▶ **WHAT YOU ARE ASKED TO DO**
Repeat, line for line, the entries printed below.

[Named object pointing entries]

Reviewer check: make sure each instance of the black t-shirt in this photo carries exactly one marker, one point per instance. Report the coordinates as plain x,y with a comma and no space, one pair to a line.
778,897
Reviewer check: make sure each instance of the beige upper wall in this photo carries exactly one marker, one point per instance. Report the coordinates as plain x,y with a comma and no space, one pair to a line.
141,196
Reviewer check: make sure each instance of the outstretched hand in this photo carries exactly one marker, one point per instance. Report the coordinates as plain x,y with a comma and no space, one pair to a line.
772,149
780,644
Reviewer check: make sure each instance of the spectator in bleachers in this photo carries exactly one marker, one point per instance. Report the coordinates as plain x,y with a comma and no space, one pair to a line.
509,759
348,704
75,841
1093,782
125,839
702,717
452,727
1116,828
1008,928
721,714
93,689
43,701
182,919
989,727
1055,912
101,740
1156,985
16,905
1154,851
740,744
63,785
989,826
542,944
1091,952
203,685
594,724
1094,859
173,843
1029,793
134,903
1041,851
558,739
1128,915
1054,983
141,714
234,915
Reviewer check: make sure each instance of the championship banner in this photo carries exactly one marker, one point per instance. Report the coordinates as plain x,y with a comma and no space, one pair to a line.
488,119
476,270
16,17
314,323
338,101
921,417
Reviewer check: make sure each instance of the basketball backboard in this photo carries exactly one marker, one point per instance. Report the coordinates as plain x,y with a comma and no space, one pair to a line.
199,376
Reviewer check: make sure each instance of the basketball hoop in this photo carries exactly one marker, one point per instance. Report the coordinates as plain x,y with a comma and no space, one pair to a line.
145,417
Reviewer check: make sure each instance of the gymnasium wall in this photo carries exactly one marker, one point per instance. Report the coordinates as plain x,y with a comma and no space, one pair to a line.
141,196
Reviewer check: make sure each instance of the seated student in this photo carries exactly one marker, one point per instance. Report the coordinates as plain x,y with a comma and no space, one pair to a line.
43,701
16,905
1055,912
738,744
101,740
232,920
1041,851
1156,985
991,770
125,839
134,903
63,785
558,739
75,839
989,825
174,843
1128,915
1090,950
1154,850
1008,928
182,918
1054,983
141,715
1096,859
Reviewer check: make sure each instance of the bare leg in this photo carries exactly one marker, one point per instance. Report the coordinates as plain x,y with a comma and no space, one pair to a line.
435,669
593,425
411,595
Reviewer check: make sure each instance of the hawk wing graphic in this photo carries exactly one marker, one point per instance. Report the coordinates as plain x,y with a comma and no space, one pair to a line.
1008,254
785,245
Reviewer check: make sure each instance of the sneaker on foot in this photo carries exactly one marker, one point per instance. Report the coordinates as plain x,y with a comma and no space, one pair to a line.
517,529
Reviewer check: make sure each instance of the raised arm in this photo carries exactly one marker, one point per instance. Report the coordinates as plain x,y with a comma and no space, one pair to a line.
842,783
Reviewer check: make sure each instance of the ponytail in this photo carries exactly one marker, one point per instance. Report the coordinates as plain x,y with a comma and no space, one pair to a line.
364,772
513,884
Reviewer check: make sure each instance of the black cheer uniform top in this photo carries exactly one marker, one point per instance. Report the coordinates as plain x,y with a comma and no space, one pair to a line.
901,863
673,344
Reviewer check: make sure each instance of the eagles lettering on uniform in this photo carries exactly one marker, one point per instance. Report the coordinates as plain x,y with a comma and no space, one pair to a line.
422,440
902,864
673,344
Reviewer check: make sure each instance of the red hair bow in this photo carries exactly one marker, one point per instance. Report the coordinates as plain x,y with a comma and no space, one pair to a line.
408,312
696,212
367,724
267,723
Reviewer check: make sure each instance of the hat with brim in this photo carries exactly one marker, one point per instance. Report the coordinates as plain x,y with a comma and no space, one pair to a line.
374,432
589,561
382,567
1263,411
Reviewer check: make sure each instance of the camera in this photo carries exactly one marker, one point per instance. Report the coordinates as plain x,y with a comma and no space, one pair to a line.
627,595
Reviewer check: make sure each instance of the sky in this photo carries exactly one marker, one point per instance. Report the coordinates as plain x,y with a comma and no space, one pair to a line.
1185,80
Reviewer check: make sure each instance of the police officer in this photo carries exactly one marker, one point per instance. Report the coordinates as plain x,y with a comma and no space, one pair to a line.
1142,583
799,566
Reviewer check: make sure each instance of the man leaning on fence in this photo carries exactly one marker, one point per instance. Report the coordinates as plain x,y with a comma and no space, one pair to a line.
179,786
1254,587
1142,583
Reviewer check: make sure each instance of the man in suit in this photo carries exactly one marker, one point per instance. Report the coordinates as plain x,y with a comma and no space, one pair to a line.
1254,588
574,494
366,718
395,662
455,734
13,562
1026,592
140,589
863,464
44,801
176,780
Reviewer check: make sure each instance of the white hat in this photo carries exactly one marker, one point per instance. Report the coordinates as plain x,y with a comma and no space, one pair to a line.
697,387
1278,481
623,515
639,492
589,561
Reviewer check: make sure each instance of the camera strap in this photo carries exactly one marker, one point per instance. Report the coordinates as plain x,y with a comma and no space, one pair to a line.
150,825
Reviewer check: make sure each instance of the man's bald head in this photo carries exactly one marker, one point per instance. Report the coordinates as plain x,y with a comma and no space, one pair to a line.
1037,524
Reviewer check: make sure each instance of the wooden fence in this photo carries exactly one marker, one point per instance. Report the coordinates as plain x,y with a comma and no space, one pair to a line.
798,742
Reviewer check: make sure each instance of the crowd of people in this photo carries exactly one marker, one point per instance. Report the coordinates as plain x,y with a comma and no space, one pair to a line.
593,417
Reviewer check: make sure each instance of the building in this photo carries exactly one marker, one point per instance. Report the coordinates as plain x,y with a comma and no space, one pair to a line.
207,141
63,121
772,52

▶ **SOLUTION BELOW**
Reviewer check: make sure each instance of the black t-shirt in this photo carries exactly one marker, one point per instance. Report the coordinates as plain x,y with a comma and no space, one pair to a line.
778,897
Reviewer check: make sure each instance of the beige upper wall in this photo carries exactly one marker, one point per instance. Report the coordinates as plain x,y with a comma and no space, one pair to a line.
141,196
Reviewer check: make sure each instance of the outstretched hand in this photo carries exactly one marker, one point per instance. Report the coordinates as plain x,y with a comma and no space, one pair to a line.
772,149
780,644
Reviewer check: make sure each instance of the spectator in bleachers in this photo carries exactly one marker, one point per instance. Report the coordinates as plain x,y with a comma and no space, one pair to a line.
509,759
348,704
75,841
1093,782
125,839
702,717
452,727
1116,828
1008,928
721,714
93,689
43,701
182,919
989,727
1055,912
101,740
1156,985
16,905
1154,851
740,744
63,785
989,826
542,944
1091,952
203,685
594,724
1094,859
173,843
1029,793
134,903
1041,851
558,739
1128,915
1054,983
141,714
234,915
Reviewer check: make sure each instance of the championship banner in this photo carries exactly one marker, one point per instance. Report the coordinates as plain x,y with a comma and no space, one pair to a line.
488,119
476,270
16,17
314,323
338,101
921,417
Reviewer check: make sure each instance of the basketball backboard in this photo carries exactly one marker, one point per instance. Report the coordinates as plain x,y with a comma and no space, one pair to a line.
199,376
Reviewer check: make sure each instance of the basketball hoop in this photo carries exactly one marker, one point per instance. Report the coordinates as plain x,y with a comma and no space, one pair to a line.
145,417
Reviewer check: make sure each instance of the gymnasium wall in this photo carries exactly one marker, one point per instance. Report the coordinates as plain x,y with a comma and no space, one pair to a line.
141,196
Reviewer check: make sure each instance of the seated student in this photo carries exactly one marker, one point per instance. Report the coordinates as plain x,y with a comma and no space, one pair to a line.
43,701
16,905
1055,912
738,744
101,740
232,920
1041,851
1156,985
991,770
125,839
134,903
63,785
558,739
75,839
989,825
174,843
1128,915
1090,950
1154,850
1008,928
182,918
1054,983
141,715
1096,859
Reviewer check: make sure each instance of the bare leg in this photo carries exactly one marker, one point per instance. Report the coordinates as plain x,y with a comma and no space, one pair to a line.
435,669
593,425
411,595
Reviewer check: make sure each instance of the hawk wing graphic in this photo carries exactly one marker, one point per instance. Report the coordinates as plain x,y with a comma and no space, one pair to a line.
1008,254
785,245
Reviewer check: make sure each instance of the sneaker on foot in this photo carries exactly one marker, one point per instance. Report the coordinates as plain x,y with a comma and no space, one pair to a line.
517,529
Reviewer check: make sure each instance of the raised arm in this photo carries exactly one marker, one point per instance. Report the coordinates as plain x,y with a comma and no space, one pair to a line.
842,783
Reviewer check: make sure each instance of the ponytail in this photo carries exactly one marker, one point per instance. Report the coordinates as plain x,y with a comma and no space, one pair to a line.
364,772
513,884
Reviewer check: make sure each instance of the black cheer uniform top in this photo carries exactly one marker, one point per instance. Report the coordinates as plain x,y with a comma and no space, one pair to a line.
901,863
673,344
Reviewer check: make sure each instance of the eagles lettering on uniform in this photo carries exactly one marker, one point per instance. Report the coordinates as plain x,y with a comma and no space, one pair to a line.
422,440
902,864
673,344
Reviewer check: make sure each instance of the red hair bow in this photo carries exactly one marker, one point per instance. Report the coordinates as plain x,y with a comma and no space, one pair to a line.
408,312
696,212
367,724
267,723
Reviewer check: make sure each instance of the hat with brim in this photo carries exactly one marker, one point per instance. Report the coordinates as plain x,y with a comma and no space, one pair to a line.
374,432
589,561
382,567
1263,411
Reviewer check: make sure each instance of the camera in this photo carries exactly one marker, one point per instance. Report the coordinates as plain x,y with a comma and no space, one pair to a line.
627,595
Reviewer check: make sure each instance of the sky in this photo carries exactly one marker, one point per instance. Report the coordinates as plain x,y with a comma and no space, one pair to a line.
1185,80
Reviewer check: make sure each instance of the police officer in this photo carries exactly one marker, one point per instance. Report the coordinates as plain x,y with a comma and no space, one pair to a line.
1142,583
799,566
Reviewer check: make sure each instance of the man leaning on fence in this photo carries exactly one marker, one point per instance. Report the coordinates as plain x,y with a comma and no space, one pair to a line.
179,786
1254,587
1142,583
Reviewer check: make sure each instance of the man in suit in this photo carries exactly one marker, one point per instance. Report the coordinates as plain x,y with a comma and no space, one pair to a line.
1254,588
574,494
366,718
395,662
455,734
13,562
1026,592
140,589
863,464
44,801
176,780
Reviewer check: make sure each instance of the white hat in this photo carries exactly one marker, one point per instance. Report the coordinates as plain x,y with a comma and no space, one pair to a line.
697,387
1278,481
623,515
639,492
589,561
Reviewer check: make sure each instance of the camera strap in this photo carries exactly one marker, one point per instance. Report the coordinates as plain x,y with a comma and no space, one pair to a line.
150,825
Reviewer check: make sure each instance of the man's bald head in this photo carries exactly one marker, one point per instance. Report the coordinates as plain x,y with a comma and no space, one pair to a line.
1037,524
Reviewer check: make sure each instance of the wooden fence in this photo carries exactly one marker, one point per instance. Report the coordinates as plain x,y with a comma and no space, one pair to a line.
798,742
Reviewer check: make sure each instance of the crowd of people in this photo carries exactly one marker, one point per instance. Report the coordinates as plain x,y with a comma and no space, one pair to a line.
593,417
Reviewer check: make sure each instance of the building in this photo carries exactly one marker, one point per instance. Report the coordinates as plain x,y with a comma and no space, one pair to a line.
207,141
63,121
772,52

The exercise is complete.